Dataset entries:
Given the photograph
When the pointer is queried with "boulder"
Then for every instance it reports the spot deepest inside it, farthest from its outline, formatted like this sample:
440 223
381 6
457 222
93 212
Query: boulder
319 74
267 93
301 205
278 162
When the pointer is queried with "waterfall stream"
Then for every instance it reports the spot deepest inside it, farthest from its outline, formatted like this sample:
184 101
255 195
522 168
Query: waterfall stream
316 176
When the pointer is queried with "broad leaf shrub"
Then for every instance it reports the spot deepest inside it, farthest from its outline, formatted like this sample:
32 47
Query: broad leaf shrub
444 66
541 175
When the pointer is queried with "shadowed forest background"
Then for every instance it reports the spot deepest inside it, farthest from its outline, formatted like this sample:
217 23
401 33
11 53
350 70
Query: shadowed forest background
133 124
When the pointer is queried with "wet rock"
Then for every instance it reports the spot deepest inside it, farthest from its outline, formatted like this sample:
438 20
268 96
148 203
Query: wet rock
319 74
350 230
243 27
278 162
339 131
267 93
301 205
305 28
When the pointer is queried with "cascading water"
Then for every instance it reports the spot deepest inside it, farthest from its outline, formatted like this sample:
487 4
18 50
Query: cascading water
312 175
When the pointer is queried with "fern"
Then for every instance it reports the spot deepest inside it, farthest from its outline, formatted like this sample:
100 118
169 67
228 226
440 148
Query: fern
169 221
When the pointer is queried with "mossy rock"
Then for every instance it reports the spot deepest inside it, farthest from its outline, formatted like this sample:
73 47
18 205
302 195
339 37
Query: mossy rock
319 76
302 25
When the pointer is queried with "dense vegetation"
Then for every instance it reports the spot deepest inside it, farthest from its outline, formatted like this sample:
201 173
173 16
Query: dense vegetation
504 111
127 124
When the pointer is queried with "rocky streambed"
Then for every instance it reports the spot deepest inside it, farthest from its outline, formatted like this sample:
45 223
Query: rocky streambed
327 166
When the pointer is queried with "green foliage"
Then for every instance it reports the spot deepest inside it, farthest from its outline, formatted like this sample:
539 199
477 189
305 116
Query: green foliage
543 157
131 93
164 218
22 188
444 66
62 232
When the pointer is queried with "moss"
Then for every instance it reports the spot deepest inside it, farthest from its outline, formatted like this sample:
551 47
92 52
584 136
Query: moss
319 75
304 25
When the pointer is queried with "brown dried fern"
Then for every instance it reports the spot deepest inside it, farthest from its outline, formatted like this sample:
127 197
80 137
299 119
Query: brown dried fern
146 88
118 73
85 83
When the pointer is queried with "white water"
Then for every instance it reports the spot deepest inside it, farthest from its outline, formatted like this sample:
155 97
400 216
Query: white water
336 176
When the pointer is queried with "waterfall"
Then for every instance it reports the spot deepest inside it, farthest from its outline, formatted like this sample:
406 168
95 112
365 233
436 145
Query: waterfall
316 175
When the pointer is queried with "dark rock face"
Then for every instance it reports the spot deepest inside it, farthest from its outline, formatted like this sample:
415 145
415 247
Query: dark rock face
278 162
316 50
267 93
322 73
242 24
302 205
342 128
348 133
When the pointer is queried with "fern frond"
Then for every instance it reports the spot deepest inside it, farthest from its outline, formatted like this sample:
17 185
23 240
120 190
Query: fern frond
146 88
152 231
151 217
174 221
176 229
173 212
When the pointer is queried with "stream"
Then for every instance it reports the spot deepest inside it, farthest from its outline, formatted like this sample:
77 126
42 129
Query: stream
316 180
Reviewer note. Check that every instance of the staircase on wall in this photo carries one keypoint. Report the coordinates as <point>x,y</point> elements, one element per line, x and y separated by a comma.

__Aim of the task__
Line by line, output the records exactly as given.

__Written answer__
Given the photograph
When the pointer is queried with "boulder"
Then for every instance it reports the spot deepest inside it, farthest from its outline, formatted like this sample:
440 223
381 6
457 222
93 212
Query: boulder
319 74
267 93
301 205
278 162
When the pointer is queried with "waterfall stream"
Then for every instance it reports the spot deepest inside it, farthest from its outline, formatted like this sample:
184 101
255 195
522 168
Query: waterfall stream
316 176
When the pointer is queried with "broad leaf shrub"
Then for every instance it reports the spot deepest inside it, farthest from its outline, formatted like this sample:
32 47
Query: broad leaf shrub
444 66
541 175
When the pointer is queried with "shadowed forest background"
Then for every instance it reports the spot deepest inside it, farthest from its outline, formatted like this sample:
217 23
401 33
11 53
350 70
Query: shadowed forest background
133 124
When the pointer is queried with "wet rock"
Then for every instance it reports the spot deepest inside it, farthest from its outline, formatted like this sample:
438 20
268 96
148 203
Query: wet rock
319 74
350 230
243 27
278 162
339 131
267 93
301 205
305 28
When the pointer is queried with "cascading water"
Then for every instance it reports the spot deepest inside it, farthest from its outline, formatted like this sample:
487 4
18 50
Query: cascading water
312 175
When the pointer is queried with "fern"
Then for every instance it reports the spot deepest inside it, farthest from its outline, formatted like this sample:
100 118
169 67
228 226
440 148
Query: fern
169 221
When the pointer is queried with "mossy rock"
Then for every instance it reports the spot deepest inside it, farthest from its outline, formatted like this sample:
73 47
18 205
302 195
339 37
Query: mossy rock
319 76
302 25
When the pointer is queried with "dense vegetation"
Then for every instance it reports the spot deepest inside it, farthest from its outline, formatted like this sample:
201 173
173 16
Query: dense vegetation
504 111
127 124
When the pointer is queried with "rocky streambed"
Then for every instance it reports the spot deepest inside it, farthest from its outline, formatted like this sample:
45 223
Query: rocky streambed
327 166
When the pointer is queried with "green foliage"
Then for every instance it reports the spot deepest inside it, farthest from its outline, formatted like this sample:
539 199
477 189
305 116
Query: green foliage
543 157
131 93
164 218
22 188
444 66
62 232
When the pointer is queried with "moss"
Then for every instance it reports the spot deepest inside it, farthest from its outline, formatted like this sample:
551 47
92 52
584 136
Query: moss
319 75
304 25
When the pointer is queried with "brown dried fern"
Then for every instance it reports the spot deepest inside it, farthest from its outline, formatted like this sample:
127 197
80 137
299 119
Query: brown dried fern
146 88
118 73
85 83
When the pointer is queried with "white water"
Then for every instance it reports the spot deepest inside it, farthest from its outline, formatted like this sample:
155 97
400 216
Query: white water
336 176
When the pointer is queried with "waterfall"
Then for every instance it reports the spot deepest inside it, farthest from its outline, formatted like this sample:
406 168
95 112
365 233
436 145
Query: waterfall
316 175
When the pointer is queried with "dark rock face"
Then for every instance it reports the spot deepest inside it, farthest from its outline, formatted like this sample:
415 145
415 247
Query: dark rock face
278 162
316 50
267 93
322 73
242 24
302 205
342 128
348 133
When the pointer is queried with "fern frond"
Then for every instance it reports the spot deepest inside it, farthest from its outline, formatted like this sample:
17 185
23 240
120 190
Query: fern frond
146 88
152 231
151 217
174 221
176 229
173 212
When the pointer is queried with "stream"
Then for every instance it reports the spot deepest inside it, farthest from its outline, formatted like this sample:
77 126
42 129
Query: stream
316 180
Reviewer note. Check that every instance of the staircase on wall in this photo carries one keypoint. Report the coordinates as <point>x,y</point> elements, one element per line, x and y separated by a comma.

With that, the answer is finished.